=== Given records ===
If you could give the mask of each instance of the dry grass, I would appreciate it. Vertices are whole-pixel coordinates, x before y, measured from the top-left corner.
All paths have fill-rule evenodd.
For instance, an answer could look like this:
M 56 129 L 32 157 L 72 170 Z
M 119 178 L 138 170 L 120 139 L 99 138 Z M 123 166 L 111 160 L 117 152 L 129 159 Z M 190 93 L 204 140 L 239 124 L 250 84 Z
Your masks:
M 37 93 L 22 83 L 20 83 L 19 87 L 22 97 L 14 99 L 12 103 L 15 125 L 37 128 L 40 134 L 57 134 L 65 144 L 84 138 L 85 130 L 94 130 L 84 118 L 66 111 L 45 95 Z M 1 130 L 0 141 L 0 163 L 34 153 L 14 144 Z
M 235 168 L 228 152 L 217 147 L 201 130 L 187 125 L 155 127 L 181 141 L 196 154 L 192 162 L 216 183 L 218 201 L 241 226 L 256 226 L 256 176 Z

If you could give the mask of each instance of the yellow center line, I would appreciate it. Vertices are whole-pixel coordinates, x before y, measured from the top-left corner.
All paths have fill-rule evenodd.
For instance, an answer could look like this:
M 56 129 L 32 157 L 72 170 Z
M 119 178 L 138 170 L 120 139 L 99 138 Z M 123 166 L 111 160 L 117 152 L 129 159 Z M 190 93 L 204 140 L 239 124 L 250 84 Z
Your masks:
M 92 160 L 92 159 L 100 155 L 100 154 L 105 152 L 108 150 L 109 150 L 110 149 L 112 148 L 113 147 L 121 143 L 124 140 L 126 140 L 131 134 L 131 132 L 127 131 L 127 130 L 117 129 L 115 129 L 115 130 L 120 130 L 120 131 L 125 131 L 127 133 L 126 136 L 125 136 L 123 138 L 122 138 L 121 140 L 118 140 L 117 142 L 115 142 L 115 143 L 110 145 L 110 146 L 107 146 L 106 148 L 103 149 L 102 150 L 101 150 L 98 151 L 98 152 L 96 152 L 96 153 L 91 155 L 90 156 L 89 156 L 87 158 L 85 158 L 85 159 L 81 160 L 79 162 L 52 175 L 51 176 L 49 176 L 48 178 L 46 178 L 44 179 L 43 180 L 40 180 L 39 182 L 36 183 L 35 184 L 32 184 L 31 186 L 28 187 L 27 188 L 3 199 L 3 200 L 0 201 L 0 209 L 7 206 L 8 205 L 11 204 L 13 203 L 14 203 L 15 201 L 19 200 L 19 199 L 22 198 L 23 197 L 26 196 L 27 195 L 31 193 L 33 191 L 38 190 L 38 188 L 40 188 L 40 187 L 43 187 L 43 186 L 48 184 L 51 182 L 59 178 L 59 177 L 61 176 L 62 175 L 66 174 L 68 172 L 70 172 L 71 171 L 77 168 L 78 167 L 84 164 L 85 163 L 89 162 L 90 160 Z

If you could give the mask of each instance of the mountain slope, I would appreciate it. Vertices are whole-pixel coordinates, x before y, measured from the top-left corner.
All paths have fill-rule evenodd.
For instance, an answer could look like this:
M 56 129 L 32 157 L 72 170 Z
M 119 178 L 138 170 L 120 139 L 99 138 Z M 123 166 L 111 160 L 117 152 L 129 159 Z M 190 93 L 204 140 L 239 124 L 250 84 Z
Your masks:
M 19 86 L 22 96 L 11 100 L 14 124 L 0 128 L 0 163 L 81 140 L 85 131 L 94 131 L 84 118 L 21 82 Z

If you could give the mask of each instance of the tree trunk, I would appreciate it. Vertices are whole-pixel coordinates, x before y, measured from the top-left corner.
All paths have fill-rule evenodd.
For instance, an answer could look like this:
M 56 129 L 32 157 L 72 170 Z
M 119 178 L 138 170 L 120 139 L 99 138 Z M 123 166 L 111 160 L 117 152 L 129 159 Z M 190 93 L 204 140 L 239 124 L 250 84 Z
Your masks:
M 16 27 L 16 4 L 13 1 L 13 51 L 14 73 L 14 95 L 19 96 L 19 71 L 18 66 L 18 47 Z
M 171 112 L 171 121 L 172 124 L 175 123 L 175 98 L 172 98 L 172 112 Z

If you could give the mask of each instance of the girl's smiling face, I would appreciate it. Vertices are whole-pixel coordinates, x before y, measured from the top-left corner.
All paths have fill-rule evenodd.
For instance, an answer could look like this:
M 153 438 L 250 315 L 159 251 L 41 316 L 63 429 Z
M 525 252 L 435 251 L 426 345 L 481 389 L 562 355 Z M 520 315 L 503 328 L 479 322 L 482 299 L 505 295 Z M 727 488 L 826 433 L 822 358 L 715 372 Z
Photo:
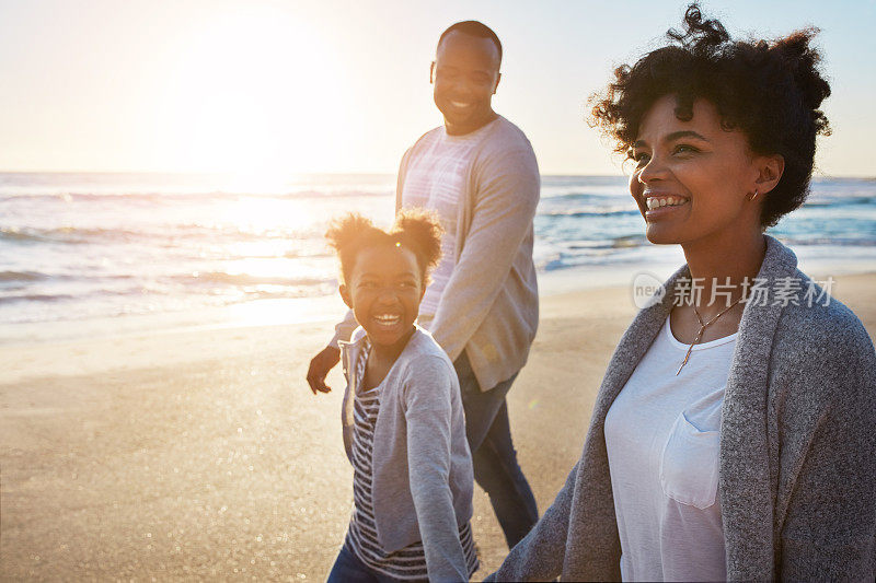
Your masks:
M 675 95 L 657 100 L 642 118 L 631 149 L 636 163 L 630 193 L 652 243 L 733 242 L 760 229 L 760 160 L 739 130 L 721 125 L 717 108 L 693 103 L 693 116 L 676 116 Z M 763 194 L 763 190 L 761 190 Z
M 348 281 L 341 285 L 344 303 L 353 308 L 374 348 L 399 352 L 414 330 L 425 291 L 416 255 L 397 245 L 357 253 Z

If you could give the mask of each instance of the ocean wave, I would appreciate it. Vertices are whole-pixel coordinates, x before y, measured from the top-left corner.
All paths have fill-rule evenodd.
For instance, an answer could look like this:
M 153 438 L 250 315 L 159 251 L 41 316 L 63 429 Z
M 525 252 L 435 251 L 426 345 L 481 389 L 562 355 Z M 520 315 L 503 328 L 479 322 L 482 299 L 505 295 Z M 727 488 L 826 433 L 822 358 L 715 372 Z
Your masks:
M 192 273 L 171 276 L 176 283 L 223 283 L 235 287 L 255 285 L 283 285 L 283 287 L 313 287 L 330 283 L 332 278 L 288 278 L 280 276 L 254 276 L 252 273 L 229 273 L 227 271 L 195 271 Z
M 0 304 L 11 304 L 14 302 L 58 302 L 79 299 L 81 299 L 81 296 L 70 293 L 13 293 L 0 295 Z
M 106 202 L 116 200 L 123 203 L 130 202 L 147 202 L 147 203 L 165 203 L 165 202 L 180 202 L 180 201 L 196 201 L 204 202 L 207 200 L 240 200 L 246 198 L 257 199 L 281 199 L 281 200 L 297 200 L 297 199 L 335 199 L 335 198 L 368 198 L 368 197 L 389 197 L 393 191 L 390 190 L 358 190 L 358 189 L 341 189 L 341 190 L 290 190 L 288 193 L 246 193 L 246 191 L 222 191 L 222 190 L 205 190 L 203 193 L 46 193 L 46 194 L 15 194 L 7 193 L 0 194 L 0 203 L 12 201 L 46 201 L 57 199 L 62 202 Z
M 856 196 L 856 195 L 853 195 L 853 196 L 841 196 L 841 195 L 834 195 L 834 196 L 831 196 L 830 198 L 827 198 L 827 197 L 822 196 L 822 197 L 820 197 L 819 199 L 816 199 L 816 200 L 811 200 L 811 201 L 807 200 L 806 202 L 803 203 L 803 206 L 804 206 L 804 208 L 812 208 L 812 207 L 815 207 L 815 208 L 818 208 L 818 207 L 839 208 L 839 207 L 846 207 L 846 206 L 851 207 L 851 206 L 857 206 L 857 205 L 873 205 L 873 203 L 876 203 L 876 197 L 873 197 L 873 196 L 866 196 L 866 195 L 865 196 Z
M 549 219 L 554 219 L 554 218 L 586 219 L 590 217 L 633 217 L 637 214 L 639 214 L 637 209 L 620 209 L 616 207 L 609 209 L 592 209 L 592 210 L 564 209 L 564 210 L 554 210 L 554 211 L 538 213 L 539 217 L 546 217 Z
M 0 281 L 39 281 L 48 277 L 38 271 L 0 271 Z

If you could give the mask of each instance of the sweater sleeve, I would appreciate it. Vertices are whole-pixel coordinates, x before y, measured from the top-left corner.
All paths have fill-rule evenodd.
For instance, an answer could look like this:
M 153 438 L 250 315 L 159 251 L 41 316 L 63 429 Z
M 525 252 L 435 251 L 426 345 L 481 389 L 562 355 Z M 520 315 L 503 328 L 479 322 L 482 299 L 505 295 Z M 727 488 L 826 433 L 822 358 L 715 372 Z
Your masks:
M 471 226 L 430 327 L 450 360 L 462 353 L 489 313 L 539 203 L 539 167 L 528 142 L 481 164 Z
M 355 330 L 358 326 L 359 324 L 356 322 L 356 316 L 353 315 L 353 310 L 347 310 L 347 313 L 344 315 L 344 319 L 335 325 L 335 335 L 332 337 L 332 341 L 328 342 L 328 346 L 332 348 L 339 348 L 337 346 L 337 341 L 349 340 L 350 335 L 353 335 L 353 330 Z
M 876 355 L 863 326 L 850 328 L 799 374 L 819 384 L 807 394 L 830 397 L 810 411 L 816 429 L 781 533 L 784 580 L 876 578 Z M 793 432 L 786 429 L 786 441 Z
M 568 534 L 568 516 L 575 495 L 578 464 L 541 520 L 518 543 L 498 570 L 484 581 L 552 581 L 563 570 Z
M 452 380 L 438 357 L 412 362 L 416 374 L 404 387 L 411 494 L 426 553 L 429 581 L 468 581 L 450 491 Z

=== Exercise ===
Repeat the records word for word from the line containing "of the sweater" through the line containing "M 471 226 L", including both of those lines.

=== Exercise result ===
If you could give the mask of each instance of the sweater sleeve, I would appreciate it. Vertices are whole-pixel coordinates, x before y, measured from the top-left corner.
All paths have fill-rule evenodd.
For instance, an answer could look like this:
M 153 438 L 250 315 L 159 251 L 41 316 L 63 429 Z
M 525 252 L 435 251 L 426 345 L 481 389 L 562 355 Z M 520 315 L 503 328 L 479 322 L 482 299 L 505 295 Z M 727 488 L 826 433 L 822 358 L 715 372 Z
Your masks:
M 471 226 L 430 327 L 450 360 L 462 353 L 489 313 L 539 203 L 539 167 L 528 142 L 481 164 Z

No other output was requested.